Exercise objective:
Can you rewrite these lines with "even-odd" renamed to "nonzero" wherever it occurs, leaving everything else unchanged?

Records to process:
* * *

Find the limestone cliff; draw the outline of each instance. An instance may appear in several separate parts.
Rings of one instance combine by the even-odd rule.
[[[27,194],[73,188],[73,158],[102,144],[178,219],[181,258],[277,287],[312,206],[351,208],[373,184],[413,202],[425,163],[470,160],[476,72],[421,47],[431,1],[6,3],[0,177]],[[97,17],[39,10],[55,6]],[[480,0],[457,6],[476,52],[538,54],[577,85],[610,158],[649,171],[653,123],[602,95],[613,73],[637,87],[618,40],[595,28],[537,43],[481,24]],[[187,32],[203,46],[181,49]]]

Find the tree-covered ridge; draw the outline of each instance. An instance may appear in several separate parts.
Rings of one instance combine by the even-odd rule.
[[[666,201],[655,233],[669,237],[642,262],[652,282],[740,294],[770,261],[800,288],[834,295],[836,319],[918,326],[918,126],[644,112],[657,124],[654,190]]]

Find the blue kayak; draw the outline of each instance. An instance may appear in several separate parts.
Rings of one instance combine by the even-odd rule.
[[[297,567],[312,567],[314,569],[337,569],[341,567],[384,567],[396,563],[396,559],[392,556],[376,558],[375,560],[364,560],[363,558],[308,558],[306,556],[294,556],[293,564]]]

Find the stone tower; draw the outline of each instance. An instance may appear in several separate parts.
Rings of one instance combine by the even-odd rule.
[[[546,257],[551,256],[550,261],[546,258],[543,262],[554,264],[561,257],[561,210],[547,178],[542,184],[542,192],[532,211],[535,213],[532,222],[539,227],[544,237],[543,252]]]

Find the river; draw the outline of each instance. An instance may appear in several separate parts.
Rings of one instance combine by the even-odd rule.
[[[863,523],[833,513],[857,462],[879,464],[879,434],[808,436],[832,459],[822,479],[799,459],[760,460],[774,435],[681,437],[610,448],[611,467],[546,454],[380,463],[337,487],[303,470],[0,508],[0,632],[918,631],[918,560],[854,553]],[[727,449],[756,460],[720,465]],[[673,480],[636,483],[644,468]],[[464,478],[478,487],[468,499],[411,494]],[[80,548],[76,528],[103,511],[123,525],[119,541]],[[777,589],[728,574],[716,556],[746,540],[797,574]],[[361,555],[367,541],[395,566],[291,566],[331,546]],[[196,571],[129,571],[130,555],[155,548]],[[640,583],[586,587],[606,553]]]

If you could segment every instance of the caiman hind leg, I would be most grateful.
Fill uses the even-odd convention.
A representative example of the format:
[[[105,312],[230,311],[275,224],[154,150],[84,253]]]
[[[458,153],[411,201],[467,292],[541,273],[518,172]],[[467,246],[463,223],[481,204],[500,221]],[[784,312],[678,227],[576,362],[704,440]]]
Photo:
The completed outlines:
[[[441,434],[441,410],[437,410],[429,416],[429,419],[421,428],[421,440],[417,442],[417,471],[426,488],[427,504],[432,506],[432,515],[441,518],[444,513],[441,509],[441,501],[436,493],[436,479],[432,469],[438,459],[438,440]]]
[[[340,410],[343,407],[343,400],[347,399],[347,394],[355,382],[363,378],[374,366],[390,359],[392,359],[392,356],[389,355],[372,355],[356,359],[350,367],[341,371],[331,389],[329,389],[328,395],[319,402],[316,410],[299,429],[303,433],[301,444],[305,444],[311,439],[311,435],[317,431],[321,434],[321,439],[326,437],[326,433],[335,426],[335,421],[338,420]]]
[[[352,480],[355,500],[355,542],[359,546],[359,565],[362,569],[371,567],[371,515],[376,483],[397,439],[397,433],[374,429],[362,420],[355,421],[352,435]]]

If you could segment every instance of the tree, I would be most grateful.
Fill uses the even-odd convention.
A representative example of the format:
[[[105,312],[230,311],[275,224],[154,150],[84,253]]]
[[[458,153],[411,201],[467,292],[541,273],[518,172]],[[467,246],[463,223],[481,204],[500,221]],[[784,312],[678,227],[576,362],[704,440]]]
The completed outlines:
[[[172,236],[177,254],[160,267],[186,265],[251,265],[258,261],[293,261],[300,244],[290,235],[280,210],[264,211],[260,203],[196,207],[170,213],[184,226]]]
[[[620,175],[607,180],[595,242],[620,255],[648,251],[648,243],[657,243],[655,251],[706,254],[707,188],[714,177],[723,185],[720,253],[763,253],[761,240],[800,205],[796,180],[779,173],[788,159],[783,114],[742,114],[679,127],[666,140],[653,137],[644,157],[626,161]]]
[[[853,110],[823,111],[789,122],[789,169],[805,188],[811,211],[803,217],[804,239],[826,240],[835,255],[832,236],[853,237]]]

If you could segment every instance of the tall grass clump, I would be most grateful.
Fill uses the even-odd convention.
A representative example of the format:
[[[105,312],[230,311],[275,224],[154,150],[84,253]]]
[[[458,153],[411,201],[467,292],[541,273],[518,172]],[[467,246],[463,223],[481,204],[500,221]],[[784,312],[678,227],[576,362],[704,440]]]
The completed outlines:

* * *

Task result:
Find the limestone cliff; draw the outline of each instance. An instance may appear in several separate parts.
Rings of one instance combine by the nonzero rule.
[[[27,194],[73,188],[73,158],[102,144],[178,219],[181,258],[277,287],[312,206],[351,208],[373,184],[413,202],[425,163],[470,160],[476,72],[421,47],[431,1],[6,3],[0,177]],[[97,17],[39,10],[55,6]],[[480,0],[457,6],[476,52],[538,54],[577,85],[610,158],[649,171],[653,123],[602,95],[613,73],[637,87],[618,40],[595,28],[537,43],[481,24]],[[187,32],[203,46],[181,49]]]

Find the tree-covered ridge; draw the outline of each instance. An instance may appear in several separate parts.
Rings of one instance combine by the nonzero rule.
[[[666,201],[655,233],[669,237],[642,262],[652,282],[740,294],[770,261],[800,288],[834,295],[836,319],[918,326],[918,126],[644,112],[657,124],[654,190]]]

Find the blue kayak; draw the outline of each instance. An instance may appear in several separate parts.
Rings of one instance combine by the nonzero rule.
[[[297,567],[312,567],[314,569],[337,569],[341,567],[384,567],[396,563],[396,559],[392,556],[376,558],[375,560],[364,560],[363,558],[308,558],[306,556],[294,556],[293,564]]]

Find the stone tower; draw the outline of each instance. An instance may appear in several separate parts.
Rings of one instance combine by the nonzero rule.
[[[546,257],[551,256],[550,261],[546,258],[543,262],[554,264],[561,257],[561,210],[547,178],[542,184],[542,192],[532,211],[535,213],[532,222],[539,227],[544,237],[543,252]]]

Find the river; draw the outline of each instance. An instance may appear in several separate parts.
Rings of one instance combine by the nonzero rule.
[[[863,523],[833,513],[857,462],[879,464],[879,434],[808,436],[832,459],[822,479],[799,459],[760,460],[774,435],[681,437],[610,448],[611,467],[546,454],[380,463],[337,487],[303,470],[0,508],[0,632],[918,631],[918,560],[854,553]],[[727,449],[756,460],[720,465]],[[673,480],[636,483],[644,468]],[[464,478],[478,487],[468,499],[411,494]],[[80,548],[76,528],[103,511],[123,525],[119,541]],[[777,589],[728,574],[716,556],[746,540],[797,574]],[[361,555],[367,541],[395,566],[291,566],[331,546]],[[196,571],[129,571],[130,555],[155,548]],[[640,583],[586,587],[606,553]]]

If you could segment every instance of the caiman hind leg, I would be most grateful.
Fill uses the nonzero convention.
A representative example of the format:
[[[105,312],[230,311],[275,224],[154,150],[84,253]]]
[[[458,153],[411,201],[467,292],[541,273],[518,172]],[[467,246],[463,223],[481,204],[500,221]],[[784,312],[678,227],[576,362],[704,440]]]
Photo:
The completed outlines:
[[[441,434],[441,410],[437,410],[429,416],[429,419],[421,428],[421,440],[417,442],[417,471],[426,488],[427,504],[432,506],[432,515],[441,518],[444,513],[441,509],[441,501],[436,493],[436,479],[432,469],[438,459],[438,440]]]
[[[340,410],[343,407],[343,400],[347,399],[347,394],[355,382],[363,378],[374,366],[390,359],[392,359],[392,356],[389,355],[372,355],[356,359],[350,367],[341,371],[331,389],[329,389],[328,395],[319,402],[316,410],[299,429],[303,433],[301,444],[305,444],[311,439],[311,435],[317,431],[321,434],[321,439],[326,437],[326,433],[335,426],[335,421],[338,420]]]
[[[352,480],[355,500],[355,542],[359,546],[359,565],[362,569],[371,567],[371,515],[376,483],[397,439],[397,433],[374,429],[362,420],[355,421],[352,435]]]

If you could segment every instance of the tree, I would be most grateful.
Fill uses the nonzero convention.
A representative example of the format:
[[[105,312],[230,311],[275,224],[154,150],[84,253]]]
[[[458,153],[411,201],[467,292],[541,273],[518,172]],[[467,246],[463,223],[481,204],[500,221]],[[784,312],[678,227],[576,362],[704,440]]]
The completed outlines:
[[[172,236],[177,254],[160,267],[186,265],[251,265],[258,261],[293,261],[300,244],[290,235],[280,210],[264,211],[260,203],[196,207],[170,213],[184,226]]]
[[[620,175],[607,180],[595,242],[620,255],[648,251],[648,243],[657,243],[655,251],[706,254],[707,188],[714,177],[723,185],[720,253],[763,253],[761,240],[800,205],[796,180],[779,173],[788,159],[783,114],[742,114],[679,127],[666,140],[653,137],[644,157],[626,161]]]
[[[853,110],[823,111],[789,122],[789,169],[805,188],[811,211],[803,217],[804,239],[826,240],[835,255],[832,236],[853,237]]]

If you could segment every instance of the tall grass clump, I would be most grateful.
Fill uses the nonzero convention.
A representative example of the format:
[[[105,312],[230,311],[275,224],[154,150],[84,253]]]
[[[458,153],[411,201],[467,292],[541,273],[518,172]],[[467,246],[463,223],[481,204],[500,221]],[[784,312],[678,227],[576,362],[704,440]]]
The completed outlines:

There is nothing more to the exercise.